High temperatures are most commonly identified as an example of extreme conditions on Earth. Maybe this is because we sterilize things like drinking water or medical instruments using high temperatures. Regardless, high temperatures do present a unique extreme environment on our planet. Although they would restrict the existence of humans and many other complex organisms, environments of extremely high temperature aren't considered as inhabitable as they once were. This is because scientists are discovering a wide variety of organisms that not only survive, but thrive in high temperatures.
In general, organisms that live in environments that are extreme with respect to humans are called extremophiles. In particular, the organisms that thrive in high temperatures are known as thermophiles. The temperatures at which thermophiles grow optimally start at 45 °C (113 °F) and extend well beyond that. Scientists have known about thermophiles for over 40 years. It has been only recently that microbiologists have discovered that the temperatures at which some life can thrive far exceeds 45 °C. In fact, several organisms have been identified that optimally grow at temperatures above 80 °C (176 °F)! These organisms are known as hyperthermophiles to distinguish them further from thermophiles.
There are many environments in which thermophiles (and hyperthermophiles) can be found. The most widespread and extreme environments of high temperature are often identified with volcanic events. High temperature environments are located on or near the surface of Earth, such as the hot springs found in Yellowstone National Park, in the subterranean areas of Earth, and in submarine environments, near hydrothermal volcanic vents. Currently, the microbe that holds the record for high-temperature growth is Methanopyrus kandleri, which survives at a temperature of 122 °C, closely followed by Pyrolobus fumarii, which can grown in temperatures up to 113 °C and which was first discovered in the walls of a hydrothermal vent in the bottom of the ocean.

**Entries supplied:**
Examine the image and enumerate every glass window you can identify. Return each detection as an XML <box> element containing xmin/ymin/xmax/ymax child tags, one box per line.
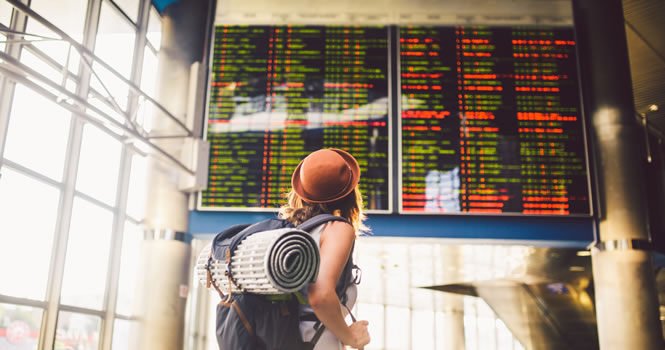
<box><xmin>26</xmin><ymin>20</ymin><xmax>83</xmax><ymax>74</ymax></box>
<box><xmin>146</xmin><ymin>7</ymin><xmax>162</xmax><ymax>51</ymax></box>
<box><xmin>4</xmin><ymin>85</ymin><xmax>70</xmax><ymax>181</ymax></box>
<box><xmin>88</xmin><ymin>64</ymin><xmax>129</xmax><ymax>123</ymax></box>
<box><xmin>21</xmin><ymin>50</ymin><xmax>76</xmax><ymax>97</ymax></box>
<box><xmin>28</xmin><ymin>0</ymin><xmax>88</xmax><ymax>42</ymax></box>
<box><xmin>127</xmin><ymin>155</ymin><xmax>148</xmax><ymax>221</ymax></box>
<box><xmin>0</xmin><ymin>1</ymin><xmax>14</xmax><ymax>27</ymax></box>
<box><xmin>411</xmin><ymin>310</ymin><xmax>435</xmax><ymax>349</ymax></box>
<box><xmin>116</xmin><ymin>222</ymin><xmax>143</xmax><ymax>316</ymax></box>
<box><xmin>141</xmin><ymin>46</ymin><xmax>158</xmax><ymax>98</ymax></box>
<box><xmin>384</xmin><ymin>306</ymin><xmax>411</xmax><ymax>350</ymax></box>
<box><xmin>111</xmin><ymin>319</ymin><xmax>136</xmax><ymax>349</ymax></box>
<box><xmin>76</xmin><ymin>124</ymin><xmax>122</xmax><ymax>205</ymax></box>
<box><xmin>113</xmin><ymin>0</ymin><xmax>139</xmax><ymax>23</ymax></box>
<box><xmin>0</xmin><ymin>304</ymin><xmax>44</xmax><ymax>350</ymax></box>
<box><xmin>53</xmin><ymin>311</ymin><xmax>102</xmax><ymax>350</ymax></box>
<box><xmin>61</xmin><ymin>198</ymin><xmax>113</xmax><ymax>310</ymax></box>
<box><xmin>0</xmin><ymin>167</ymin><xmax>60</xmax><ymax>300</ymax></box>
<box><xmin>95</xmin><ymin>2</ymin><xmax>136</xmax><ymax>78</ymax></box>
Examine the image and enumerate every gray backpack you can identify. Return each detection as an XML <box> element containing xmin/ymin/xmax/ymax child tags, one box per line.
<box><xmin>206</xmin><ymin>214</ymin><xmax>360</xmax><ymax>350</ymax></box>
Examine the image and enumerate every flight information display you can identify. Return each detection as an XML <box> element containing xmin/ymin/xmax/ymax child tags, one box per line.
<box><xmin>399</xmin><ymin>26</ymin><xmax>591</xmax><ymax>215</ymax></box>
<box><xmin>199</xmin><ymin>25</ymin><xmax>391</xmax><ymax>211</ymax></box>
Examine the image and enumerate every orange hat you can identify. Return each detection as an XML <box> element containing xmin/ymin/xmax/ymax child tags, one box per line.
<box><xmin>291</xmin><ymin>148</ymin><xmax>360</xmax><ymax>203</ymax></box>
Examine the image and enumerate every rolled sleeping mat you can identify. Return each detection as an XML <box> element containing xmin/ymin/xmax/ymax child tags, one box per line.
<box><xmin>196</xmin><ymin>228</ymin><xmax>320</xmax><ymax>294</ymax></box>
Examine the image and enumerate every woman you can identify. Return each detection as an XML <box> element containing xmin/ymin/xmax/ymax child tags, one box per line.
<box><xmin>279</xmin><ymin>148</ymin><xmax>370</xmax><ymax>350</ymax></box>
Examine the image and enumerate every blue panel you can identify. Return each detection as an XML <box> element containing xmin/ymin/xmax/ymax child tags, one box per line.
<box><xmin>189</xmin><ymin>211</ymin><xmax>594</xmax><ymax>248</ymax></box>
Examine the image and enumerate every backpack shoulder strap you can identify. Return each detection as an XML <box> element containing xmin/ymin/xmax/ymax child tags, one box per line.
<box><xmin>297</xmin><ymin>214</ymin><xmax>351</xmax><ymax>232</ymax></box>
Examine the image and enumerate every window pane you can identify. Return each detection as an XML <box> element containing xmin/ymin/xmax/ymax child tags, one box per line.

**Problem description:**
Continue the passage on thermophiles and life at high temperatures, starting after its final sentence.

**Answer section:**
So why is an environment of high temperature considered to be extreme? With respect to humans, it should be obvious as to the extremity of temperatures above the boiling point of water. But what about single celled organisms; why do high temperatures present an extreme environment for them? Living cells are all made up of similar building blocks. Many of these building blocks are sensitive to high temperatures. For instance, enzymes are a type of protein that helps catalyze chemical reactions within living cells. An enzyme, or more generally a protein, is made up of a long string of molecules called amino acids. This string of amino acids then folds up to make a three-dimensional macromolecule. Often times heat causes deformations in or complete destruction of the three-dimensional folding of these macromolecules, rendering things like enzymes useless. DNA can also be denatured by high temperature; the hydrogen bonds holding the two strands of DNA together are disrupted, causing the DNA to break apart into single strands. Furthermore, the membranes that enclose living cells can experience negative effects due to high temperature, often resulting in the lipid bilayer being torn apart.
Thermophiles have evolved to combat the consequences of high temperature. First of all, biochemists have noted that enzymes in thermophiles vary little when compared to enzymes in mesophilic (existing in temperate conditions) organisms; the sequences of amino acids are only different by an amino acid or two. However, the small differences in amino acid sequence allow the enzyme to fold in a manner that is more resilient to high temperature. Specifically, heat-resistant enzymes and proteins will have more salt bridges, ionic bonds between charged amino acids, and will fold up into a tighter three-dimensional configuration. Tighter packing is naturally resistant to unfolding in normal conditions. Thermophilic organisms also employ special mechanisms to maintain DNA integrity. One way that the DNA is made more resilient to high temperature is by introducing positive supercoils, rather than negative supercoils, into the molecular structure, which show greater stability. Also, in some hyperthermophiles a heat-resistant protein is produced that binds to the DNA which serves to stabilize the DNA and thus lower its melting point. Finally, the cell membranes of thermophiles are different from organisms living at moderate and cold temperatures. The primary difference is in the type of lipid used to construct the membrane. In most cells, a lipid bilayer is formed. However, thermophiles use a different lipid that forms a monolayer instead of a bilayer, which is therefore immune to the tendency of high temperature to pull apart bilayers.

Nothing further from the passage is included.